* [YOUR ASSIGNMENT]: In this exercise, each record below is to be written out again exactly.

++++ INPUT FOR THIS TASK

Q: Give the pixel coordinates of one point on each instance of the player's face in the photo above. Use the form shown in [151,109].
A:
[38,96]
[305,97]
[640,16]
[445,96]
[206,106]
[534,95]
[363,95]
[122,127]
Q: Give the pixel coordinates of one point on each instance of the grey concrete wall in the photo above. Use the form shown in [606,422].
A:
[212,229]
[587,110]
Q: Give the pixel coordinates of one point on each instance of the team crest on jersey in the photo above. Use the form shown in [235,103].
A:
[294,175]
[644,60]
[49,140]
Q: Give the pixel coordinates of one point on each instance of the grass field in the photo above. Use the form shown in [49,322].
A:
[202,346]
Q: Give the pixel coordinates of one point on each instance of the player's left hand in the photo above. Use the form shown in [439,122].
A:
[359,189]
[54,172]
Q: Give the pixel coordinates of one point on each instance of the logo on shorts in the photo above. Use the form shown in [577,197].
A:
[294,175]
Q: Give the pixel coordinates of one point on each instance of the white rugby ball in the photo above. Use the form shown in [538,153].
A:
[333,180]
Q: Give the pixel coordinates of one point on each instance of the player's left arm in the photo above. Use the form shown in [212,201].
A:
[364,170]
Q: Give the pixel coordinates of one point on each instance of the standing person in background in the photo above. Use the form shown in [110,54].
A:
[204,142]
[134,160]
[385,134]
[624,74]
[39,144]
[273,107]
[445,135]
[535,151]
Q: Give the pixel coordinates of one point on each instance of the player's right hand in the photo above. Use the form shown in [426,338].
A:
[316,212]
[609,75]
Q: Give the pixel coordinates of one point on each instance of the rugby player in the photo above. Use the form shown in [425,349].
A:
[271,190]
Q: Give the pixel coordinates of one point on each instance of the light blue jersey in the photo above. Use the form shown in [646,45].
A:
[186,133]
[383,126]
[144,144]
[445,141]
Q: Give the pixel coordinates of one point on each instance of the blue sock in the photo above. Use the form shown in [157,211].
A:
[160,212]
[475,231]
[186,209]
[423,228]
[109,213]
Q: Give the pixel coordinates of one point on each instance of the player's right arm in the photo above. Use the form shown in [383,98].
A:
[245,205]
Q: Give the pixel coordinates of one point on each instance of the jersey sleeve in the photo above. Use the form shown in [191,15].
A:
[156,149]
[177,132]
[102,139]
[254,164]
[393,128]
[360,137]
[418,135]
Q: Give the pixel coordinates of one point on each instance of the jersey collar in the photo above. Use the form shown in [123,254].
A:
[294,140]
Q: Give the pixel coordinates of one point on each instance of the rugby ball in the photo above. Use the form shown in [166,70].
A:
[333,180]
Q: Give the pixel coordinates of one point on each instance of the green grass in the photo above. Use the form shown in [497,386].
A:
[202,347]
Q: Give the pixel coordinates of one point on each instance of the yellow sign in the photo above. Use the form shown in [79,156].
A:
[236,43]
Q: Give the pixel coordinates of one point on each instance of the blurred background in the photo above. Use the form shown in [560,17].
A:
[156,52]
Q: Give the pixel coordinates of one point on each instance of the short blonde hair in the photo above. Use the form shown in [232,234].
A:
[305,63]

++++++++

* [TASK ANSWER]:
Q: Give the pixel coordinates of one point on each instance of the player's face in the photo above. Use the form shown in [151,109].
A:
[38,96]
[305,97]
[640,16]
[445,96]
[206,106]
[534,95]
[363,95]
[122,127]
Q: Give the pixel coordinates of one point on each instance of the grey concrete wall in the photo above. Use the form shown in [606,422].
A:
[212,229]
[587,110]
Q: Give the pixel coordinates of one point on each instance of the team crest on jersey in the photo above. Use the form shown in [235,103].
A:
[294,175]
[644,60]
[49,140]
Q: Give the pixel coordinates of one point on each instance of the grass field in the photo above. Use the form shown in [49,322].
A:
[202,346]
Q: Give the pixel coordinates of one point on each instance of the player's left hand in the photo above. Use the form shown in [439,122].
A:
[359,189]
[54,172]
Q: Give the pixel coordinates of one point on each instance of the logo on shorts in the photo above. Use the form shown in [577,197].
A:
[294,175]
Q: Give the pixel coordinates of one point on each instance of the white rugby ball in the photo above. Use the form shown in [538,153].
A:
[333,180]
Q: Give the pixel coordinates of one point on each instance of the player's left arm in the photo above. Use the form shown in [212,201].
A:
[364,170]
Q: Give the pixel coordinates of one point on each instance of the standing person in background in the photo above. Use the form shown in [110,54].
A:
[204,142]
[134,160]
[385,134]
[624,74]
[39,144]
[273,107]
[445,135]
[535,151]
Q: Give the pixel coordinates of one point on each instance of the player's right hand in the photo above. Use the form shown in [426,338].
A:
[316,212]
[609,75]
Q: Give the pixel coordinates of one point on each instance of the rugby player in the photo above. Use the form shown in [425,349].
A:
[271,190]
Q: Give the pixel coordinates of one point on each instance of the light blue jersey in the photo above. Use the form shown in [646,45].
A:
[186,133]
[383,126]
[144,144]
[445,141]
Q: Give the pixel coordinates of one point on each instance of the blue sock in the photo above. Use the form shown in [157,211].
A:
[160,212]
[475,231]
[186,209]
[423,228]
[109,213]
Q: Give the pixel coordinates of one point on each instance of the player's right arm in the photo above. Use the form shown in [383,98].
A:
[245,205]
Q: Give the pixel coordinates of one point on each instance of the jersey sleeve in the photo above. Use the form shown in [191,15].
A:
[156,149]
[177,132]
[102,139]
[254,164]
[393,128]
[360,137]
[418,135]
Q: Give the pixel coordinates of one point on each instance of the jersey collar in the photo above. Use the form shown in [123,254].
A:
[294,140]
Q: Give the pixel coordinates of one point on each instance of the rugby ball in the photo above. Use the form shown in [166,70].
A:
[333,180]
Q: Give the pixel coordinates of one point on each instance of the green grass in the photo above. Use the form shown in [497,386].
A:
[202,347]
Q: Give the pixel coordinates of one point on each instance of the yellow sign in the photo above. Use the form shown in [79,156].
A:
[236,43]
Q: Give the pixel coordinates of one point on each instance of the blurred background in the photo above. Use the form shown in [560,17].
A:
[156,52]
Q: Give the pixel coordinates of one point on each instance of the short blonde hair in the photo above. Use the form shown in [232,234].
A:
[305,63]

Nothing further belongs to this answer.